→ **Exercise aim**: Rewrite the data below as a JSON list of strings with one string per line, skipping blank lines. Leave the pictures out.
------------------------------------
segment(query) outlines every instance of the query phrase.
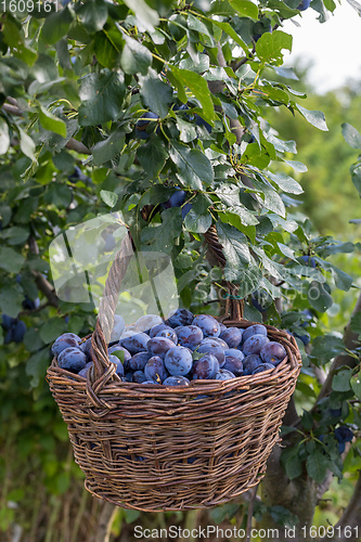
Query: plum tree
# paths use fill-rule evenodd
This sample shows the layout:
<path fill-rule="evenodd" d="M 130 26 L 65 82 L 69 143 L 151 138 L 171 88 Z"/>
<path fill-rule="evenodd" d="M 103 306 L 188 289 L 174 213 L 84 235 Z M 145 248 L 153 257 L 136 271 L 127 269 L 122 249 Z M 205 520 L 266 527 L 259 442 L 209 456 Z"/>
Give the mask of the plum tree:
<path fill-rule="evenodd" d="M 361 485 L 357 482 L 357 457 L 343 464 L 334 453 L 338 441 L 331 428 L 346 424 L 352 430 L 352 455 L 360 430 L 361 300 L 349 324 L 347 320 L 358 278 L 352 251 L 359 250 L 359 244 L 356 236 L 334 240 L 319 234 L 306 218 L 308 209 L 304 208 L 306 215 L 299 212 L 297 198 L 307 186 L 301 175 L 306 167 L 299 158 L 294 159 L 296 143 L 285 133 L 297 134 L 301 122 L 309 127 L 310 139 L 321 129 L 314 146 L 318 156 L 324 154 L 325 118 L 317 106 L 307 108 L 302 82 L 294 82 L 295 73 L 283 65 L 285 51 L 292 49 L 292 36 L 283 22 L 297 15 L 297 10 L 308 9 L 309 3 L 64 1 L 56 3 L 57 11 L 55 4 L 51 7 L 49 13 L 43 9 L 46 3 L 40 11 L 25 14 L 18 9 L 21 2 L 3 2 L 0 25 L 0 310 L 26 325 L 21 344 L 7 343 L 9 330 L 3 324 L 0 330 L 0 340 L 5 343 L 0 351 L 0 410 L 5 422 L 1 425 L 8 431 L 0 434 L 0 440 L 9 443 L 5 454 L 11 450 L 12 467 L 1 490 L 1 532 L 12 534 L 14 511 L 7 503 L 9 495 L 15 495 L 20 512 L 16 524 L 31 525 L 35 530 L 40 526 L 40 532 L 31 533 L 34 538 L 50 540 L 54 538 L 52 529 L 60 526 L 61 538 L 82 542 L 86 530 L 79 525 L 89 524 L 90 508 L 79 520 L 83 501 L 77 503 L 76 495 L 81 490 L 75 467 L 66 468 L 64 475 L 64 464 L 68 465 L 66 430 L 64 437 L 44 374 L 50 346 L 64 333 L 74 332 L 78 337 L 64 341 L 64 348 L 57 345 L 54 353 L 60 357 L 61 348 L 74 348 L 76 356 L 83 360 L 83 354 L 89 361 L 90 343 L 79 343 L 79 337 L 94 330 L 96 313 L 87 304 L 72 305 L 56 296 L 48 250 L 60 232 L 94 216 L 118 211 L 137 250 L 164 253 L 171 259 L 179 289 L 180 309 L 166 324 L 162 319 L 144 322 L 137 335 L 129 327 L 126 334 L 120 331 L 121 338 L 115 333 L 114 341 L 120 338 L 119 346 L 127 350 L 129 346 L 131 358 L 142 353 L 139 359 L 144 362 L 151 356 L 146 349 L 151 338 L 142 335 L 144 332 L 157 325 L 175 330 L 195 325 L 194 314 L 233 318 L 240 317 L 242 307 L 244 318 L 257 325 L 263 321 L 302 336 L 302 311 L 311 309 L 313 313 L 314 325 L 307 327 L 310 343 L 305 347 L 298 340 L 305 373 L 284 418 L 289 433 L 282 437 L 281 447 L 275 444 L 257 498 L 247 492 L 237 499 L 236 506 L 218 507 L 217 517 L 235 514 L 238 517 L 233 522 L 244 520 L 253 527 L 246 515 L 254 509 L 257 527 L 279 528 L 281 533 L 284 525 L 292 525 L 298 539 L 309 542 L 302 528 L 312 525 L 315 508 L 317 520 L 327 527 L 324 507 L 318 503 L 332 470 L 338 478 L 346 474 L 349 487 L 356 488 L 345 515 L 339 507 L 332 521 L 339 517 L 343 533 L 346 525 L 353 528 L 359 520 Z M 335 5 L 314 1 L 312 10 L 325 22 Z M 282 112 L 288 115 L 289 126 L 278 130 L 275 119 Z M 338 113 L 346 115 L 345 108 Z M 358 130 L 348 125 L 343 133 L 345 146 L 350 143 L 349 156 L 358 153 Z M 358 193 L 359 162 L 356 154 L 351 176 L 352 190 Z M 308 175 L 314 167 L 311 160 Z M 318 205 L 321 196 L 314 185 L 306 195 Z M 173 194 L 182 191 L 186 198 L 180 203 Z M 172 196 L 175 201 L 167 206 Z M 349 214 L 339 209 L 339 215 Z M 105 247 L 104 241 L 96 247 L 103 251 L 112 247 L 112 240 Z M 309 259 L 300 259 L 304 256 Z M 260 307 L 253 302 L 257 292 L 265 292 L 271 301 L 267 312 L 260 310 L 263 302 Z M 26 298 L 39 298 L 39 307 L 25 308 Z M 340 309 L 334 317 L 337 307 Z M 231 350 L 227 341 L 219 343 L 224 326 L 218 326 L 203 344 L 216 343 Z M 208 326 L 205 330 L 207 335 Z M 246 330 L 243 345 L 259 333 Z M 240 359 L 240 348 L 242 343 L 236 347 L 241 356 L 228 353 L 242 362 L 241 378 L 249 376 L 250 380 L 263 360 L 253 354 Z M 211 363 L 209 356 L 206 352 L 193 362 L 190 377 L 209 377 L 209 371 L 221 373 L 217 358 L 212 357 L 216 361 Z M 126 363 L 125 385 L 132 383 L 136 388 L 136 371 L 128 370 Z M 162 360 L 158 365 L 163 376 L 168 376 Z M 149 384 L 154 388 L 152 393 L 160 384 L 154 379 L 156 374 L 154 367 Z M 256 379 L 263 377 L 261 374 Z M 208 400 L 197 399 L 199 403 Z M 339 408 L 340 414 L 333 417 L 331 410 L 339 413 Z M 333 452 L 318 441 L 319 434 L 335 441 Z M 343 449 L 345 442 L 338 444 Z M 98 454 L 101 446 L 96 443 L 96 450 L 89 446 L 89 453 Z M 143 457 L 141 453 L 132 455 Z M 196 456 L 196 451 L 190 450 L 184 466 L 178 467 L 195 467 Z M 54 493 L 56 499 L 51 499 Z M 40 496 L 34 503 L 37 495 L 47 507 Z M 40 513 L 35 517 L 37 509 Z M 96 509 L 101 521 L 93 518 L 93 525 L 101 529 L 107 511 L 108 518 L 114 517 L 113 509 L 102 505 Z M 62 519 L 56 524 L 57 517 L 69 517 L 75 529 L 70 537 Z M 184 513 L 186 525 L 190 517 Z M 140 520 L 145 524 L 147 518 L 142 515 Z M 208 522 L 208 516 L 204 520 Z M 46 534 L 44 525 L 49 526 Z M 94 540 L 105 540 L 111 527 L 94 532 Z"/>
------------------------------------
→ **Correct response**:
[
  "segment(query) outlines every instance of the query phrase.",
  "Query: plum tree",
  "# paths use fill-rule evenodd",
  "This sample shows the layout:",
  "<path fill-rule=\"evenodd\" d=\"M 130 26 L 65 82 L 69 143 L 151 138 L 171 88 Z\"/>",
  "<path fill-rule=\"evenodd\" d=\"M 103 306 L 188 289 L 174 213 L 84 235 Z M 145 248 L 153 257 L 136 271 L 127 269 L 122 249 Z M 205 520 L 266 527 L 259 442 L 209 456 Z\"/>",
  "Give the mask of the plum tree:",
  "<path fill-rule=\"evenodd\" d=\"M 361 485 L 357 482 L 357 457 L 343 464 L 334 453 L 338 441 L 331 428 L 346 424 L 352 430 L 352 455 L 360 430 L 361 300 L 349 324 L 347 320 L 358 278 L 352 251 L 359 250 L 359 244 L 356 236 L 334 240 L 319 234 L 306 218 L 308 209 L 304 208 L 306 215 L 299 212 L 297 198 L 307 186 L 301 175 L 306 167 L 299 158 L 294 159 L 296 143 L 285 133 L 297 134 L 301 122 L 309 127 L 310 139 L 321 129 L 314 146 L 318 156 L 324 154 L 325 118 L 317 106 L 307 108 L 302 82 L 294 82 L 295 73 L 283 65 L 285 51 L 292 49 L 292 36 L 283 22 L 297 15 L 297 10 L 308 9 L 309 3 L 64 1 L 56 3 L 57 11 L 55 4 L 51 7 L 49 13 L 43 9 L 46 3 L 40 11 L 25 14 L 18 9 L 21 2 L 3 2 L 0 25 L 0 310 L 26 325 L 21 344 L 7 343 L 9 330 L 3 324 L 0 330 L 0 340 L 5 343 L 0 351 L 0 410 L 5 422 L 1 425 L 8 431 L 0 434 L 0 440 L 9 443 L 5 454 L 11 450 L 12 467 L 1 490 L 1 532 L 12 534 L 14 511 L 7 503 L 9 495 L 15 495 L 20 512 L 16 524 L 31 525 L 35 530 L 40 526 L 40 532 L 31 533 L 34 538 L 50 540 L 54 538 L 52 529 L 60 526 L 61 538 L 82 542 L 86 530 L 79 525 L 89 524 L 90 508 L 79 520 L 83 501 L 77 503 L 76 495 L 81 490 L 75 467 L 66 468 L 64 475 L 64 464 L 68 465 L 66 430 L 64 437 L 44 374 L 50 346 L 64 333 L 74 332 L 78 337 L 64 341 L 64 348 L 57 345 L 54 353 L 60 357 L 61 348 L 74 348 L 76 356 L 83 360 L 83 354 L 89 361 L 90 343 L 79 343 L 79 337 L 94 330 L 96 313 L 87 304 L 72 305 L 56 296 L 48 250 L 60 232 L 94 216 L 118 211 L 137 250 L 164 253 L 171 259 L 179 289 L 180 309 L 166 324 L 162 319 L 144 322 L 137 335 L 129 327 L 126 334 L 120 331 L 121 338 L 115 333 L 114 341 L 120 338 L 119 346 L 127 350 L 129 346 L 131 358 L 142 353 L 139 359 L 144 362 L 151 356 L 146 349 L 151 338 L 142 335 L 144 332 L 157 325 L 175 330 L 195 325 L 194 314 L 233 318 L 240 317 L 242 307 L 244 318 L 257 325 L 263 321 L 302 336 L 302 311 L 311 309 L 313 313 L 314 325 L 307 327 L 310 343 L 305 347 L 298 340 L 305 373 L 284 418 L 289 433 L 282 437 L 281 447 L 275 444 L 257 498 L 247 492 L 237 499 L 236 506 L 218 507 L 217 517 L 235 514 L 238 517 L 233 522 L 244 520 L 253 527 L 246 515 L 254 509 L 257 527 L 279 528 L 281 533 L 284 525 L 292 525 L 298 539 L 309 542 L 302 528 L 312 525 L 315 508 L 317 520 L 327 527 L 324 507 L 318 503 L 332 470 L 338 478 L 346 474 L 349 487 L 356 488 L 345 515 L 339 507 L 332 521 L 339 517 L 343 533 L 346 525 L 353 528 L 359 520 Z M 335 5 L 314 1 L 312 10 L 325 22 Z M 282 112 L 288 115 L 289 126 L 278 130 L 275 119 Z M 338 113 L 346 115 L 345 108 Z M 358 130 L 348 125 L 343 133 L 345 146 L 350 143 L 349 156 L 358 153 Z M 358 193 L 359 162 L 356 154 L 351 176 L 352 190 Z M 308 175 L 314 167 L 311 160 Z M 318 205 L 321 196 L 314 185 L 306 195 Z M 173 194 L 182 191 L 186 198 L 180 203 Z M 172 196 L 175 201 L 167 206 Z M 349 214 L 339 209 L 339 215 Z M 105 247 L 104 241 L 96 247 L 103 251 L 112 247 L 112 240 Z M 309 259 L 300 259 L 304 256 Z M 260 307 L 253 302 L 257 292 L 265 292 L 271 301 L 267 312 L 260 310 L 263 302 Z M 26 298 L 39 298 L 39 307 L 25 308 Z M 340 309 L 334 317 L 337 307 Z M 231 350 L 227 341 L 219 343 L 224 326 L 218 326 L 203 344 L 216 343 Z M 208 326 L 205 330 L 207 335 Z M 246 330 L 243 345 L 259 333 Z M 240 359 L 240 348 L 242 343 L 236 347 L 241 356 L 228 353 L 242 362 L 241 378 L 249 376 L 250 380 L 263 360 L 253 354 Z M 211 363 L 209 356 L 206 352 L 193 362 L 190 377 L 209 377 L 209 371 L 221 373 L 217 358 L 212 357 L 216 361 Z M 126 363 L 125 385 L 132 383 L 136 388 L 136 371 L 128 370 Z M 162 360 L 158 365 L 163 376 L 168 376 Z M 149 384 L 154 388 L 152 393 L 160 384 L 154 379 L 156 374 L 154 367 Z M 256 379 L 263 377 L 261 374 Z M 208 400 L 197 399 L 199 403 Z M 339 408 L 340 414 L 333 417 L 331 410 L 339 413 Z M 333 452 L 318 441 L 319 434 L 335 441 Z M 343 449 L 345 442 L 338 444 Z M 98 454 L 101 446 L 96 443 L 96 450 L 89 446 L 89 453 Z M 143 457 L 141 453 L 132 455 Z M 196 456 L 196 451 L 190 450 L 184 466 L 178 467 L 195 467 Z M 54 493 L 56 499 L 51 499 Z M 40 496 L 34 503 L 37 495 L 47 507 Z M 40 513 L 35 517 L 37 509 Z M 96 509 L 101 521 L 93 518 L 93 525 L 101 529 L 107 511 L 108 518 L 114 517 L 113 509 L 102 505 Z M 62 519 L 56 524 L 57 517 L 69 517 L 75 529 L 70 537 Z M 184 513 L 186 525 L 190 517 Z M 140 520 L 145 524 L 147 518 L 142 515 Z M 208 522 L 208 516 L 204 520 Z M 46 534 L 44 525 L 49 526 Z M 94 540 L 105 540 L 111 527 L 94 532 Z\"/>"
]